Text-to-region grounding data
------------------------
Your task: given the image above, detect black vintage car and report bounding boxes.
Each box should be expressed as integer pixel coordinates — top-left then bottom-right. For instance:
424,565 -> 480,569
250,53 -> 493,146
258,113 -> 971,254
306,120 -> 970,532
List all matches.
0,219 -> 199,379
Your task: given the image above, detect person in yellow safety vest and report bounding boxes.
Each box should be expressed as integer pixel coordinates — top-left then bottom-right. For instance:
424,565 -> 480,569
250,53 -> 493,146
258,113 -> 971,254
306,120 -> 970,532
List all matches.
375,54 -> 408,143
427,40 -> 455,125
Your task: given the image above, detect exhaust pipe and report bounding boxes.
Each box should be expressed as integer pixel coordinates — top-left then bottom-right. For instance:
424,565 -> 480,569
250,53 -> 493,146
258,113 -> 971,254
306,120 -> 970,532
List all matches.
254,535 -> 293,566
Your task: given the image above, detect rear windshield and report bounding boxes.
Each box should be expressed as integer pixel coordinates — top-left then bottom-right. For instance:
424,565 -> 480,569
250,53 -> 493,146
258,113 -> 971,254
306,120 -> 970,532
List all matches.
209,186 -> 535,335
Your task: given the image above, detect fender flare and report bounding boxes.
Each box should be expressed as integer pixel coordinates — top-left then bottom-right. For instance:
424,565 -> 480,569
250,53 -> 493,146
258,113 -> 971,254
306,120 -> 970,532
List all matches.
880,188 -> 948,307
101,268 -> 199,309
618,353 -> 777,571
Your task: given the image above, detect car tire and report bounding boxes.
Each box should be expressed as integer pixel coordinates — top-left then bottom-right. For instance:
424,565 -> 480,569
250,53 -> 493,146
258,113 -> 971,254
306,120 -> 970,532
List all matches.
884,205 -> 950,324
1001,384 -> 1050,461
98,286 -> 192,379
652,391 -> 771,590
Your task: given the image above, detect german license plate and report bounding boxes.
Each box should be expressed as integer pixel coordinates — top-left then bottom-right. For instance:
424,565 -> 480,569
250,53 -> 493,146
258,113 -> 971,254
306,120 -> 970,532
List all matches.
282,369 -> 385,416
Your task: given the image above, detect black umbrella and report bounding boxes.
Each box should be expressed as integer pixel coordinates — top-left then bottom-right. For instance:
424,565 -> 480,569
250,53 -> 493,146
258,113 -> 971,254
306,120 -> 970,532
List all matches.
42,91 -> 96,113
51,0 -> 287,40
------------------------
### What the exercise asks
Look above for lines with the word "black" and copy them all.

### Solution below
Your task: given the image above, detect black vintage car and report bounding boxes.
Your task: given the image above, detect black umbrella and report bounding boxes.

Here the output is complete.